*** Begin section ***
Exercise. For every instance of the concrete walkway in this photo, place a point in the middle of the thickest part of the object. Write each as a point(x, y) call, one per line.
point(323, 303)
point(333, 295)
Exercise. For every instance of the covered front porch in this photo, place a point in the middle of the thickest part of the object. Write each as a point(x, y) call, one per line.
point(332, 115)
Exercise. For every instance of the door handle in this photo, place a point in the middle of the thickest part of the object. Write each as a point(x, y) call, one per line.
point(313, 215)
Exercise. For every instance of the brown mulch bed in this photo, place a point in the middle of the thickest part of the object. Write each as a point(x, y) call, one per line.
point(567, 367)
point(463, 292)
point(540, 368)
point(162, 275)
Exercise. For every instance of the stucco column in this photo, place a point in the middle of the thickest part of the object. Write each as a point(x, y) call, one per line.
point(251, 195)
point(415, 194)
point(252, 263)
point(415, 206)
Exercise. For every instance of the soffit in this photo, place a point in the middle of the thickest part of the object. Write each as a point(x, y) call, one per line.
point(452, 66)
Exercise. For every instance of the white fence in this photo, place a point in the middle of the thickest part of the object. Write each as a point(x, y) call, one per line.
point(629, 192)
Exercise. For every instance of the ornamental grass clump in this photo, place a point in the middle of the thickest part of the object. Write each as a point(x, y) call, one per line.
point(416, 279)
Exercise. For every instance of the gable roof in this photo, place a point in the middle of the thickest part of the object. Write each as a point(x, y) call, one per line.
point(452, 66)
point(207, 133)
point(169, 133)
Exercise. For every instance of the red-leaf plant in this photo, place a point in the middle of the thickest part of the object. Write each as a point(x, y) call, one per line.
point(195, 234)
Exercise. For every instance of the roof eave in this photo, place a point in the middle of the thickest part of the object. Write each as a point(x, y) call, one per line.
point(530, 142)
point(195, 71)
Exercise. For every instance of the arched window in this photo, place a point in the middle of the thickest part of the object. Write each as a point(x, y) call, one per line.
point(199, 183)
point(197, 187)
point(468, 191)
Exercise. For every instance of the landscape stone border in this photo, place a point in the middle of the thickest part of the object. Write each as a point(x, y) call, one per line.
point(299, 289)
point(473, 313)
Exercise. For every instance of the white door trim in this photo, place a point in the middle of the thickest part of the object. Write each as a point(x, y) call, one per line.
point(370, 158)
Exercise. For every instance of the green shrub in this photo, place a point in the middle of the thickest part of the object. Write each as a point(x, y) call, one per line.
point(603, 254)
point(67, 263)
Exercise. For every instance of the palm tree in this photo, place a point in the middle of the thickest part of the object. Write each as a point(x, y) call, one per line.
*** End section ***
= What you have to do =
Repeat the data word for word, leaving out no line.

= Solution =
Exercise. For every instance of the concrete walkway in this photo, place a point in the middle of the thickest part of the object. Write each as a point(x, y) call, one per line.
point(323, 303)
point(333, 295)
Exercise. For every instance of the covered front porch in this photo, place a point in the middle of the thickest part of the object. Write each as a point(x, y) call, one per line.
point(332, 115)
Exercise. For every instance of the door handle in this photo, place a point in the middle of the thickest part of the object. Write each as a point(x, y) call, one per line.
point(313, 215)
Exercise. For every instance of the brown mulch bed in this photo, place a point in the middle of the thickest part of the object. Write each as a point(x, y) call, one per line.
point(567, 367)
point(463, 292)
point(540, 368)
point(162, 275)
Exercise. For every instance of the stucco column in this photo, place a point in the middle of the thickest part of the object. Write each as a point(x, y) call, one per line.
point(251, 195)
point(415, 194)
point(252, 263)
point(415, 206)
Exercise. For every instance of the soffit in this photo, place a point in the middle of the thickest part of the object. Write each as a point(x, y) call, one per line.
point(452, 66)
Exercise. For every instance of the white fence in this photo, place a point in the middle of the thickest part of the object. Write each as a point(x, y) call, one per line.
point(629, 192)
Exercise. For every instance of the ornamental grass clump in this photo, place a point in the middle of the thickest part of the object. Write each as a point(x, y) call, one per line.
point(416, 279)
Exercise. For every instance of the gable roof in this photo, place a point in the middle of the thickest part of the object. Write each as a point(x, y) call, one per line.
point(452, 66)
point(207, 133)
point(169, 133)
Exercise. For every instance of the red-leaf plant in this photo, place a point in the middle of the thickest part of the object. Write each as a point(x, y) call, one per line.
point(195, 234)
Exercise. For every instance of the roof eave in this photo, place a point in the middle of the thickest part of the object. Write each as a point(x, y) call, one per line.
point(530, 142)
point(195, 71)
Exercise. For every instance of the arched window in this photo, place a point in the middle of the thickest part of the object. Write each as a point(x, y) call, one per line.
point(199, 183)
point(197, 187)
point(468, 191)
Exercise. For every instance of the landscape stone border in this photo, place a point in the middle of the thickest part of the object. Write each as a point(x, y) call, one per line.
point(299, 289)
point(473, 313)
Exercise. For every instance of the white door trim in this photo, place a point in the middle of the thickest part of the object. Write each as a point(x, y) call, one per line.
point(370, 158)
Exercise. For every instance of the green shrub in this photo, place a point in the middle of the thickest part of the object. Write each as a point(x, y) call, one per line.
point(603, 254)
point(67, 263)
Exercise. For every instance of the palm tree in this photo, place a point in the middle of the thickest part of the object. Write each as a point(x, y) call, one per line.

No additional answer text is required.